Task goal ▸ Write out the part of the interview excerpt that begins at the words "A few years" and stops after "is justifiably overwhelming.", keeping every word and mark unchanged.

-------- Excerpted text --------

A few years ago, Chris met the mother of a seven year-old boy who was severely autistic. He had only ever talked about or been interested in the plumbing that went from his toilet to the bathroom wall. That was his whole world. Until she put on a Caspar album. Suddenly, the boy stopped, listened for a moment, and said in a calm, matter-of-fact way, “Why that’s absurd.” And he kept listening. And he kept talking about the music. Chris is doing his best to tell me this story, but is having difficulty talking through his emotions. Describing a mother telling him things like “You gave me my son back,” is justifiably overwhelming.
“That’s what it’s all about, right?” I ask, moved by his compassion. “What else is there, really?”
“YES!” he says, emphatically. “That’s so much more important than being on the cover of a fucking magazine. Everything else is just shiny bullshit. When a family comes up to me after a show and says ‘We had a five-hour drive and your music saved us,’ I’m like THAT’S WHY I MADE IT! Thank you!”
“Is that where you find the energy to keep going?” I ask.
“I meditate and do Qigong, a basic Tai chi breathing kind of thing. That fuels me, man. Deep breathing is incredible. Done correctly, I get to a point where I don’t feel the boundaries of my body anymore, and I am connected to everything all at once.”

-------- Given data --------

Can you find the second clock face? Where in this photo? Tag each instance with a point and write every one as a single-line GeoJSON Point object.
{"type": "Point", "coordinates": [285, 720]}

--------

Expected output ▸
A few years ago, Chris met the mother of a seven year-old boy who was severely autistic. He had only ever talked about or been interested in the plumbing that went from his toilet to the bathroom wall. That was his whole world. Until she put on a Caspar album. Suddenly, the boy stopped, listened for a moment, and said in a calm, matter-of-fact way, “Why that’s absurd.” And he kept listening. And he kept talking about the music. Chris is doing his best to tell me this story, but is having difficulty talking through his emotions. Describing a mother telling him things like “You gave me my son back,” is justifiably overwhelming.